Set problem 1: Please locate every line in the records below that contains the word "tablet" and copy each of those lines.

━━━ Source extract

Skip to contents

longworkR 0.8.2

New Features

  • consolidate_employer_gaps(): New combined function that performs employer consolidation followed by short-gap bridging in a single pass. Semantically equivalent to consolidate_by_employer() |> consolidate_short_gaps() but eliminates duplicate overhead (copy, sort, worker-split, recombination), yielding approximately 15-25% wall-clock reduction for the two-step pipeline. Supports both "v2" and "v1" engines and "first"/"weight" variable handling modes.

longworkR 0.8.1

Enhancements

  • Route ‘first’ mode to optimized consolidation engine: The consolidate_by_employer() and consolidate_adjacent() functions now route the ‘first’ variable handling mode to the optimized consolidation engine, matching the behavior of consolidate_short_gaps(). This optimization delivers 10-15x faster consolidation on large datasets by avoiding unnecessary aggregation computations and leveraging efficient C++ operations.

longworkR 0.7.0

BREAKING CHANGES ⚠️

Default consolidation behavior has changed. The consolidate_short_gaps() function now uses more conservative defaults that better align with short-term employment analysis.

Changed Defaults

  • max_gap_days: Default changed from 30 to 8 days
    • Old behavior: Bridged gaps up to one month
    • New behavior: Bridges only very short gaps (weekly consolidation)
    • Migration: To restore old behavior, explicitly set max_gap_days = 30

New Features

  • variable_handling parameter: All consolidation functions now support a variable_handling parameter to control aggregation strategy:
    • "first" (default): Takes first non-NA value from consolidated periods
    • "weight": Uses weighted mean for numeric variables, weighted mode for categorical
    • Provides explicit control over how variables are aggregated during consolidation

Bug Fixes

  • Fixed unemployment barrier logic in consolidate_short_gaps():
    • Problem: Unemployment periods were incorrectly treated as simple gaps, allowing consolidation across long unemployment spells
    • Fix: Unemployment periods with duration > max_gap_days now act as consolidation barriers
    • Impact: Short unemployment periods (≤ threshold) can be bridged, but long unemployment (> threshold) prevents consolidation
    • Example: With max_gap_days = 8:
      • Employment → 5-day unemployment → Employment = CONSOLIDATED
      • Employment → 20-day unemployment → Employment = NOT consolidated ✓ (barrier)

━━━━━━
━━━ Provided entries

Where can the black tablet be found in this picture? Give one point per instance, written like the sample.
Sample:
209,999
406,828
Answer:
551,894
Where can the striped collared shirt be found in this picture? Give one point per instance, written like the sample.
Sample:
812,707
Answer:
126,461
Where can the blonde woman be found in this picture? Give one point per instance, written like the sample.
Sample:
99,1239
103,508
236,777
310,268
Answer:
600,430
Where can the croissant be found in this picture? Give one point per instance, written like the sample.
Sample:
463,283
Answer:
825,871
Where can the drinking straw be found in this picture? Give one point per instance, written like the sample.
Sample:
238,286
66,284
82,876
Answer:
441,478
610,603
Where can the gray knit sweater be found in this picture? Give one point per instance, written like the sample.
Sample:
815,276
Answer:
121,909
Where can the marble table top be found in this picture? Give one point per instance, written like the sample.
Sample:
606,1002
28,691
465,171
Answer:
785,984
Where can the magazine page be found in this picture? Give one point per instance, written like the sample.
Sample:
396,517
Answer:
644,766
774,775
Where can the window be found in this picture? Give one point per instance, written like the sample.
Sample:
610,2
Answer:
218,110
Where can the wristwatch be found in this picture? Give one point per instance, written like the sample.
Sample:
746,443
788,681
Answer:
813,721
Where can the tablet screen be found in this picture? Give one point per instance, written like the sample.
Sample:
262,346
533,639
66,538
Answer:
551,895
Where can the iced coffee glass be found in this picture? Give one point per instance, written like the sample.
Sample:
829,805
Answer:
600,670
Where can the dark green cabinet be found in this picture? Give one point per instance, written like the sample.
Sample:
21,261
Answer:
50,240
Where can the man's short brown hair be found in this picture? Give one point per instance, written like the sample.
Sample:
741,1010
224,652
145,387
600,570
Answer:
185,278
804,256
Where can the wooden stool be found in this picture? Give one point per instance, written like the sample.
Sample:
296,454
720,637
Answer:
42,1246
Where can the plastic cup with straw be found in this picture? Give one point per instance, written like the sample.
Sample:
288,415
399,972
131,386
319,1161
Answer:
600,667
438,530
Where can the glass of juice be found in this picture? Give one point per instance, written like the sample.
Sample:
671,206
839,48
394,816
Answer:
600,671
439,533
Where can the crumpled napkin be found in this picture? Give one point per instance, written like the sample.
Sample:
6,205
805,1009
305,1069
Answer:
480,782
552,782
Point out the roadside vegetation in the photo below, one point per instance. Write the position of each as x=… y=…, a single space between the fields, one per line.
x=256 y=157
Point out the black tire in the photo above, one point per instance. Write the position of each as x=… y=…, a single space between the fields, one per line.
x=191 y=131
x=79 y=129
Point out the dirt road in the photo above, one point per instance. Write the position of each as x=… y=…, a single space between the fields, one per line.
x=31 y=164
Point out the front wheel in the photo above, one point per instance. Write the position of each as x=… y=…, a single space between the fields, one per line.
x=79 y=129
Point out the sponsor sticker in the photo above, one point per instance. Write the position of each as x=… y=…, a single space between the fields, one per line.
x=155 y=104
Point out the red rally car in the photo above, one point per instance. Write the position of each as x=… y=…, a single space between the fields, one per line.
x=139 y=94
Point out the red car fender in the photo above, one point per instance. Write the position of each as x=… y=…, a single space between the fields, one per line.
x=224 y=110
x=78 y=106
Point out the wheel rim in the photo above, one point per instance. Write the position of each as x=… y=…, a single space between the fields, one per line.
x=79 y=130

━━━━━━

Set problem 2: According to the longworkR release notes, what is the new default value of max_gap_days in version 0.7.0?

Task response 1:
Where can the black tablet be found in this picture? Give one point per instance, written like the sample.
Where can the tablet screen be found in this picture? Give one point per instance, written like the sample.

Task response 2: 8 days, changed from the previous default of 30.